* Source information
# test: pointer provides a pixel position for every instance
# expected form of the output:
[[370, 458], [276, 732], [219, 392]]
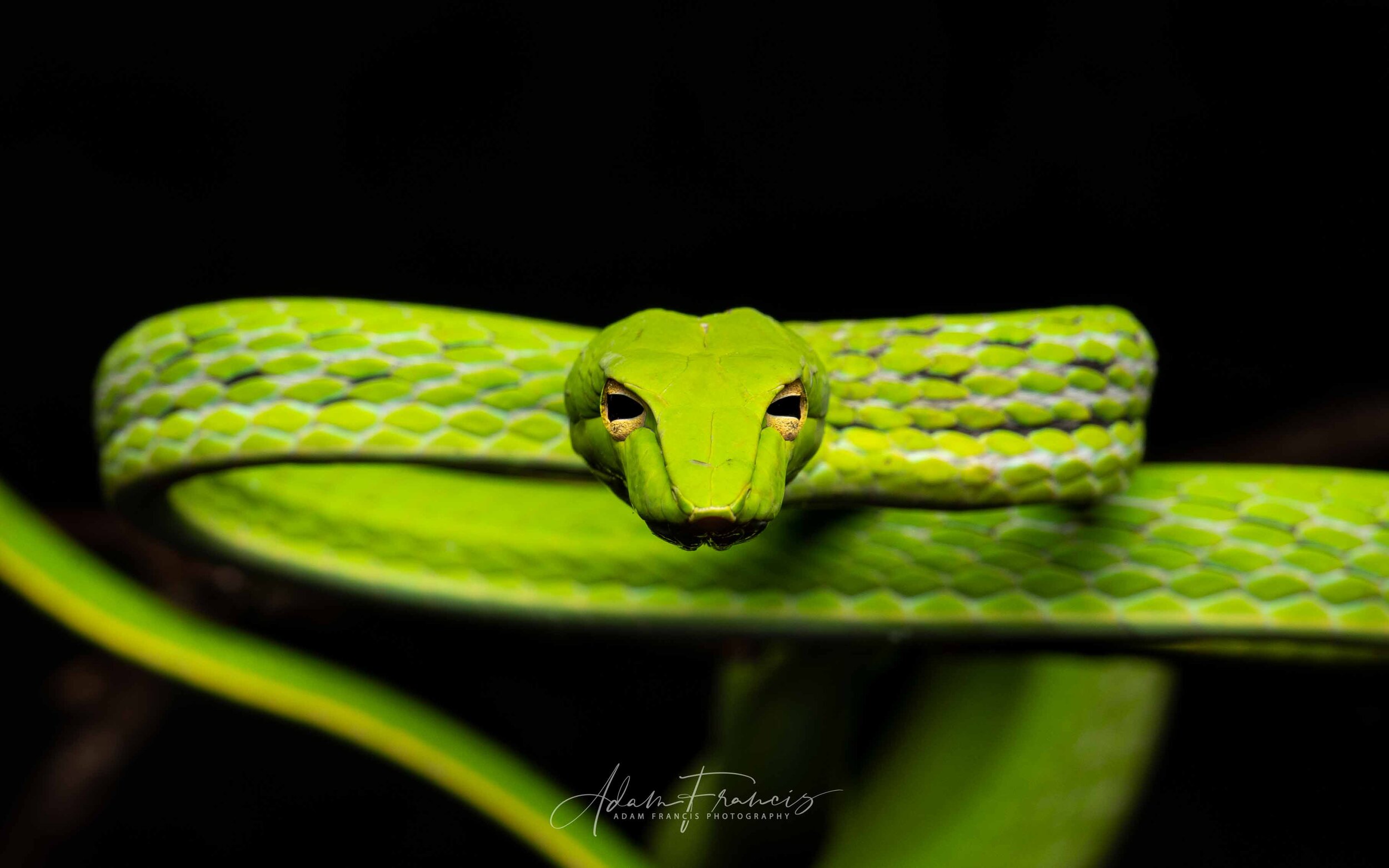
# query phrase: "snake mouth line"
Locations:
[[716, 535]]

--

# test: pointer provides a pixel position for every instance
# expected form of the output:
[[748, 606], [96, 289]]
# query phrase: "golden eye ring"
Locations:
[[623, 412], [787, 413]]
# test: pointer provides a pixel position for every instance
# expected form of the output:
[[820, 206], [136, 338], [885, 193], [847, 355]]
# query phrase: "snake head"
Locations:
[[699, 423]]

* What you will do
Tally the lines of the entries above that hold the word "snake"; the number is the whole answer.

* Result for this exercise
2